Items from a data source:
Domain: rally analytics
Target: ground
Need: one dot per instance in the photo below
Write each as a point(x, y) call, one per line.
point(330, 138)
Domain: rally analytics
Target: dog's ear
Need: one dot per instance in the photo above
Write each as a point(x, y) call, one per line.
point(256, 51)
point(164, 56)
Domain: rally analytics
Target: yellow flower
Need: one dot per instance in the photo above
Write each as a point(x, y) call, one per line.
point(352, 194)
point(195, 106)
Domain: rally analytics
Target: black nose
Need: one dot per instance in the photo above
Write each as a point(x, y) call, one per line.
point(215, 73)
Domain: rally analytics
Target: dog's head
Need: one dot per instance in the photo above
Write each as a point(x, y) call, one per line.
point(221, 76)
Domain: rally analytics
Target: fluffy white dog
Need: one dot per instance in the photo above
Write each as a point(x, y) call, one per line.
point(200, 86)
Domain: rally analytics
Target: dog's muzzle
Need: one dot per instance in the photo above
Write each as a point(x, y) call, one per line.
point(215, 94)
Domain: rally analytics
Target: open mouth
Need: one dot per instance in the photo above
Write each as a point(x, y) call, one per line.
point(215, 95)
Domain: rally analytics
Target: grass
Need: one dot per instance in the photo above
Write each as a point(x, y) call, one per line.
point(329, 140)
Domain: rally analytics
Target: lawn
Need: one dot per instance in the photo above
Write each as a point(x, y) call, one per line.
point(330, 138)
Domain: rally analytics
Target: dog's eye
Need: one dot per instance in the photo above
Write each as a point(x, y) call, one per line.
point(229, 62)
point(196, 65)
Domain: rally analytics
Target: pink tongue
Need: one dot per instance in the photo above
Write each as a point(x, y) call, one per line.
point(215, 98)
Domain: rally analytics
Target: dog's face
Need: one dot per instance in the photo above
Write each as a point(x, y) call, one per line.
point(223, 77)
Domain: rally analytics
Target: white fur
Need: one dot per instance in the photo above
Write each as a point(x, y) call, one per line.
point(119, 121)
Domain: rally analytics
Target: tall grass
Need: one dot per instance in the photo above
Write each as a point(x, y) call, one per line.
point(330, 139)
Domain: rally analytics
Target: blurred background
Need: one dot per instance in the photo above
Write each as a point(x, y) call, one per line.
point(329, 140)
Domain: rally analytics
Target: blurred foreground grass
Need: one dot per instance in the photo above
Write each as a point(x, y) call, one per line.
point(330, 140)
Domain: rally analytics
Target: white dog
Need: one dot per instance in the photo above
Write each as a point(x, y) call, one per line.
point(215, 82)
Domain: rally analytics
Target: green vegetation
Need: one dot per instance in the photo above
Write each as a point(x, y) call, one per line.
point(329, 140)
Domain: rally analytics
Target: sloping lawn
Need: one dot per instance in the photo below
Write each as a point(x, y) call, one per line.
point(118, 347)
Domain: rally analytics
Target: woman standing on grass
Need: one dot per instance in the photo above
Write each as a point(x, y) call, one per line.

Task instructions: Please reproduce the lines above verbatim, beginning with the very first one and stopping after the line that contains "point(164, 56)".

Task response:
Domain: rally analytics
Target: ground
Need: one dot per instance in the photo below
Write each as a point(x, y) call, one per line.
point(330, 138)
Domain: rally analytics
Target: dog's ear
Need: one dot per instance in the photo above
Write each as a point(x, y) call, one per line.
point(256, 51)
point(164, 56)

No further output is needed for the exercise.